Do this> Print verbatim the lines of the entries from the one containing "Tag any visible pale" to the last, inclusive, and no others.
## start
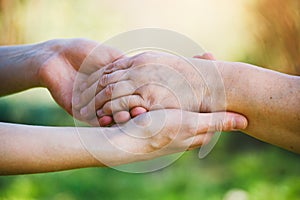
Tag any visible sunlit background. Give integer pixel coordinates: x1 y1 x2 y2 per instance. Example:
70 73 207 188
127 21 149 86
0 0 300 200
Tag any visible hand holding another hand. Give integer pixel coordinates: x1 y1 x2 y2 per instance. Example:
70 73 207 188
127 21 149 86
77 52 225 126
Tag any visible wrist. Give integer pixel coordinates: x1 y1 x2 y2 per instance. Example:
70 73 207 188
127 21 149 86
34 39 65 87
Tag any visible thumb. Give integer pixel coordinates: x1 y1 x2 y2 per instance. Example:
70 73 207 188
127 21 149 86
197 112 248 133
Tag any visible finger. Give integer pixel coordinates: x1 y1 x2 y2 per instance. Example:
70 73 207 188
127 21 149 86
104 57 133 74
130 107 147 118
73 82 98 110
81 69 104 91
99 70 129 87
197 112 248 134
188 132 214 150
98 116 113 127
94 81 136 110
194 53 216 60
113 111 131 123
97 95 149 117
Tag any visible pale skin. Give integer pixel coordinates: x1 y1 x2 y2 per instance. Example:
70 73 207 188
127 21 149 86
80 52 300 153
0 39 247 174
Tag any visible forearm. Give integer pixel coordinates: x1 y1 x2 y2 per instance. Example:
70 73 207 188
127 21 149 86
0 123 102 174
0 44 51 96
216 61 300 153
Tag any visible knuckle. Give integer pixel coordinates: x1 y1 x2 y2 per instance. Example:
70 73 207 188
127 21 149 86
102 102 112 115
213 120 224 131
120 98 129 111
104 84 115 97
99 74 108 86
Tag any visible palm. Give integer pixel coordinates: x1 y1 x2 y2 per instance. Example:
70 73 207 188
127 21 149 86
41 39 121 114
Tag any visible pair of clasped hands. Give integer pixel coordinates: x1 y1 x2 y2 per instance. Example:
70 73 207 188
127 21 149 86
48 40 247 151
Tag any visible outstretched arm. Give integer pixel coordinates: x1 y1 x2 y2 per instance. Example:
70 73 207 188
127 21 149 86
0 110 247 175
78 52 300 153
0 39 121 114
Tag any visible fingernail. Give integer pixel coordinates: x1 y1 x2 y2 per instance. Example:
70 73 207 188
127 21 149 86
80 107 88 116
79 83 87 92
97 109 103 117
74 97 80 105
234 117 248 129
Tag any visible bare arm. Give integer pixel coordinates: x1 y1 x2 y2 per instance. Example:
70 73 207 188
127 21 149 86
0 39 121 114
216 61 300 153
78 52 300 153
0 110 247 175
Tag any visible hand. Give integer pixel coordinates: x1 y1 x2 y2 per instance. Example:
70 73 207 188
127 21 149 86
75 52 221 126
38 39 121 119
94 109 247 166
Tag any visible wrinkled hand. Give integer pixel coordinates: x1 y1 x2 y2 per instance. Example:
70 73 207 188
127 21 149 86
39 39 121 121
74 52 221 126
78 52 223 125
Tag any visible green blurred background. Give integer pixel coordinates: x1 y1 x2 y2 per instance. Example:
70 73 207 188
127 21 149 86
## end
Full answer>
Tag any visible pale skin. Give integer pixel coordinates: x1 y1 x2 y2 per instance. Example:
70 73 207 188
127 21 149 86
80 52 300 153
0 39 247 174
Tag any visible forearm. Give integer pixel coordinates: x1 y1 x2 y2 per instance. Example:
70 73 207 188
127 21 149 86
0 123 102 174
0 44 51 96
216 61 300 153
Tag any visible knuckle. Give integer pixel coordinates: x1 y1 x2 y2 per instance. Example:
70 73 207 188
127 21 149 86
102 102 112 115
213 120 224 131
120 98 129 111
104 84 115 97
99 74 108 86
Tag any visible palm. Give integer pixel coordinates: x1 y1 x2 y2 per instance. Example:
70 73 207 188
127 21 149 86
41 39 121 114
Tag any visible pair of clasped hands. Give integer pixel coordinates: x1 y1 x2 y2 per instance. Example:
70 73 207 188
127 21 149 86
48 40 247 151
Tag any visible outstretched arm. Give integer pixel coordinates: x1 y1 x2 y2 per instance. Example:
70 73 207 188
127 21 149 86
0 110 247 175
78 52 300 153
0 39 121 114
Tag any visible fingernail. Give integer pixel coordinates: x1 y1 x2 y2 per instance. Example:
70 73 207 188
127 21 149 86
80 107 88 116
79 83 87 92
97 109 103 117
74 97 80 105
234 117 248 129
Tag any visible bare arm. Give integer pixel coordinates: x1 y1 x2 y2 per instance. Example:
70 73 207 188
127 21 149 86
0 39 121 114
216 61 300 153
78 52 300 153
0 110 247 175
Tag any visible hand. Give integer pixel coordinates: x1 y1 x2 y2 per instance. Example:
70 73 207 188
127 21 149 86
75 52 221 126
38 39 121 119
94 109 247 166
Tag any visible wrinkled hand. Give integer pixel coordinates: x1 y1 x2 y2 per instance. Example:
70 73 207 188
127 21 149 86
39 39 121 121
74 52 221 126
78 52 223 125
Tag any visible green blurred background. Give integer pixel coordinates: x1 y1 x2 y2 per instance. Example:
70 73 207 188
127 21 149 86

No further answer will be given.